• Exercise prompt: In the records that come next, find every line with "leaf". Return those lines.

Source data:
#####

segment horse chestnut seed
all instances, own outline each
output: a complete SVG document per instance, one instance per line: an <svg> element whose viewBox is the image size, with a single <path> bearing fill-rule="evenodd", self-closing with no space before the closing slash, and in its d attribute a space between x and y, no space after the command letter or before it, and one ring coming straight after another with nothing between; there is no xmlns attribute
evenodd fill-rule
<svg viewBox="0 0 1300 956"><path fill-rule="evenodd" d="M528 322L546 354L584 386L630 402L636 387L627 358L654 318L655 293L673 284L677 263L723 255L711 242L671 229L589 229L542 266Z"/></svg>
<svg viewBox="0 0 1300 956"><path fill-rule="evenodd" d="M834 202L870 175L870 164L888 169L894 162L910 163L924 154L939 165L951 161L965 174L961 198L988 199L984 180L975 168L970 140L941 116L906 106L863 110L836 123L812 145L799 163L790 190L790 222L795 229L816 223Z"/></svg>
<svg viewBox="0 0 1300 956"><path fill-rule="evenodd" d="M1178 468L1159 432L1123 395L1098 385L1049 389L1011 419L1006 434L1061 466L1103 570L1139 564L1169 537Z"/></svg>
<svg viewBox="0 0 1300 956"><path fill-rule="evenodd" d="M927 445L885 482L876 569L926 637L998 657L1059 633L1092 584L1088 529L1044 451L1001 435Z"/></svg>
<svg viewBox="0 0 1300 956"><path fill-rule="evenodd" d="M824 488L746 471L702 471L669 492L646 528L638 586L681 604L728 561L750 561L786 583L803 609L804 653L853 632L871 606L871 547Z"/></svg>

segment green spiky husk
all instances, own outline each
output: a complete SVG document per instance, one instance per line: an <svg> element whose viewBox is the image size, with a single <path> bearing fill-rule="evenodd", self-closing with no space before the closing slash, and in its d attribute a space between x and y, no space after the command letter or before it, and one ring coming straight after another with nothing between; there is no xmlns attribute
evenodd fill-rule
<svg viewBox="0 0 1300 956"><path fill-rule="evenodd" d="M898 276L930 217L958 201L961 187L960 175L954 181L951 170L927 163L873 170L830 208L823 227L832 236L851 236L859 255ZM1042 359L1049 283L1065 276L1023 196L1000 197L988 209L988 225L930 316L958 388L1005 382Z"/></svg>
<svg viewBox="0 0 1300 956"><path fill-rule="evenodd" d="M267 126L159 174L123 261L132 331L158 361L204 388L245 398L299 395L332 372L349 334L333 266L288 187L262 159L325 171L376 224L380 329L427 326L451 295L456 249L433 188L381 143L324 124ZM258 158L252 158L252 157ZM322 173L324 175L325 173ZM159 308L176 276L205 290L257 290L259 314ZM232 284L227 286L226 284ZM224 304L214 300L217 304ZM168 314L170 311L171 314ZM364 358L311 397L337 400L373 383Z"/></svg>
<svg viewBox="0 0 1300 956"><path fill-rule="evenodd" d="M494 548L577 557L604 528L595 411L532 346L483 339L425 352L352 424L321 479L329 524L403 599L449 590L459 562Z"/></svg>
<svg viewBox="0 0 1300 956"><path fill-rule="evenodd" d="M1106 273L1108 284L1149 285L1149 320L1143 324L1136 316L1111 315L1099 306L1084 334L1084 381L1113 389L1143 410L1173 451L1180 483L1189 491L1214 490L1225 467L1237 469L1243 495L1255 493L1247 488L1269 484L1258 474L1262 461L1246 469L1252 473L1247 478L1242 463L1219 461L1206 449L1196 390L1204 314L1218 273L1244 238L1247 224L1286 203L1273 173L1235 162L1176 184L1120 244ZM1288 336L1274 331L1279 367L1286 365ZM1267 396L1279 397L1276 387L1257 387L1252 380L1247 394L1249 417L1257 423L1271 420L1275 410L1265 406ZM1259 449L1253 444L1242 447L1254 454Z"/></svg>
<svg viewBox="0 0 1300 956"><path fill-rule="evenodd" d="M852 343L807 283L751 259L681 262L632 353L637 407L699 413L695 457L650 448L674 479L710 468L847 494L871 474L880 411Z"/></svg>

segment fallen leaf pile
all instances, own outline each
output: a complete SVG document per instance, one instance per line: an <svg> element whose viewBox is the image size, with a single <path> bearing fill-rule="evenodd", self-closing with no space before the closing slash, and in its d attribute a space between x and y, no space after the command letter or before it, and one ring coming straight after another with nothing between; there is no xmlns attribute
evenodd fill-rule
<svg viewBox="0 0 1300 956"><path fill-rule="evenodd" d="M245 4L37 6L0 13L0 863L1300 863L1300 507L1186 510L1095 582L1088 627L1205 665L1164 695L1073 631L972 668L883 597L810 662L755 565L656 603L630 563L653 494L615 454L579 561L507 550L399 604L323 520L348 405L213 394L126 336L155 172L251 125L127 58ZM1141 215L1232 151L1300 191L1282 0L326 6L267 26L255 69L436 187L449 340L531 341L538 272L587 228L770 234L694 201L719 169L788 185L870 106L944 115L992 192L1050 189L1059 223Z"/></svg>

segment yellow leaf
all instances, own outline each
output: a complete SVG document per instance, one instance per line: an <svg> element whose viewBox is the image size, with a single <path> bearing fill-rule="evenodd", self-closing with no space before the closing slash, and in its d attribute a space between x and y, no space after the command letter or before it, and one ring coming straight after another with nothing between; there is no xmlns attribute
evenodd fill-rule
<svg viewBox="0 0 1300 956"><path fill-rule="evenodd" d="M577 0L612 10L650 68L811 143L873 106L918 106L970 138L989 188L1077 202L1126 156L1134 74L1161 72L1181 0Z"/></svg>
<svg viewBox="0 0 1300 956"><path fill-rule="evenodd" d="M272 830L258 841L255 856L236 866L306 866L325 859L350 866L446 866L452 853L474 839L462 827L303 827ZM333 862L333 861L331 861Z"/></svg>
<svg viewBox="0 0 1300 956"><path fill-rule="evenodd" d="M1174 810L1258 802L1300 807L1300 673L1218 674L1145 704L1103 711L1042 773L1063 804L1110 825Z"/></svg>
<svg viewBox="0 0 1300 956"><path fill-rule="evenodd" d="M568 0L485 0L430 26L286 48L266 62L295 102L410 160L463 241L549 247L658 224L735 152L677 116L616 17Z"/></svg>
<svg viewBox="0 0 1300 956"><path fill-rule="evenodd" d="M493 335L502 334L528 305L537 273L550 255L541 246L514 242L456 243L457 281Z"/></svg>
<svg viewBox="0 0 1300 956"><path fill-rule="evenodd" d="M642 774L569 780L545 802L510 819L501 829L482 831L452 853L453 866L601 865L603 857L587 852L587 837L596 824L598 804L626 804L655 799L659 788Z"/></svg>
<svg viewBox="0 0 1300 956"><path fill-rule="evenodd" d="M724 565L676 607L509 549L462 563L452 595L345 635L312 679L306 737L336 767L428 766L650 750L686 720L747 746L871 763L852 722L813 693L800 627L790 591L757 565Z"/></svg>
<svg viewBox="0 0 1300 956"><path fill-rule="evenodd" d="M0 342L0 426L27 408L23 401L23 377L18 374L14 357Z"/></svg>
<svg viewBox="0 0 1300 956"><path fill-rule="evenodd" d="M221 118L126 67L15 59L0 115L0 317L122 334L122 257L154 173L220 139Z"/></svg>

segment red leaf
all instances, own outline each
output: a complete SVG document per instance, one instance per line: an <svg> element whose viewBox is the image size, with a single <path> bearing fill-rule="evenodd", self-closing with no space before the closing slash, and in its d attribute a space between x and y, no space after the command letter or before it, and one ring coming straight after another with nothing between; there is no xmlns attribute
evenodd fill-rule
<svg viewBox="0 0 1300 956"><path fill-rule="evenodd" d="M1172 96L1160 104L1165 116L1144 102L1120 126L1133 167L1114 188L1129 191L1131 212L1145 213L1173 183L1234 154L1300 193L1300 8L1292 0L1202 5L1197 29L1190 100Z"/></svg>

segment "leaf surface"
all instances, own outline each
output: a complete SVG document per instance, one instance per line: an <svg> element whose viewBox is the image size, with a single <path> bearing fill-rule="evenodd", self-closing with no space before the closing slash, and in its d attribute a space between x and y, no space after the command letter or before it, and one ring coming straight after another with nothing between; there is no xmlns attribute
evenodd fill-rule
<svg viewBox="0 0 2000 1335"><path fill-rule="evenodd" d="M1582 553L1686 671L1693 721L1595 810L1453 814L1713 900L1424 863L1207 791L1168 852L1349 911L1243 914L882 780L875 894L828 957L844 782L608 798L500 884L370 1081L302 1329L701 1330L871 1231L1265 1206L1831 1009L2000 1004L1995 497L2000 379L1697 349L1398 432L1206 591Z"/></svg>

#####

• Result of this exercise:
segment fallen leaf pile
segment yellow leaf
segment red leaf
segment "leaf surface"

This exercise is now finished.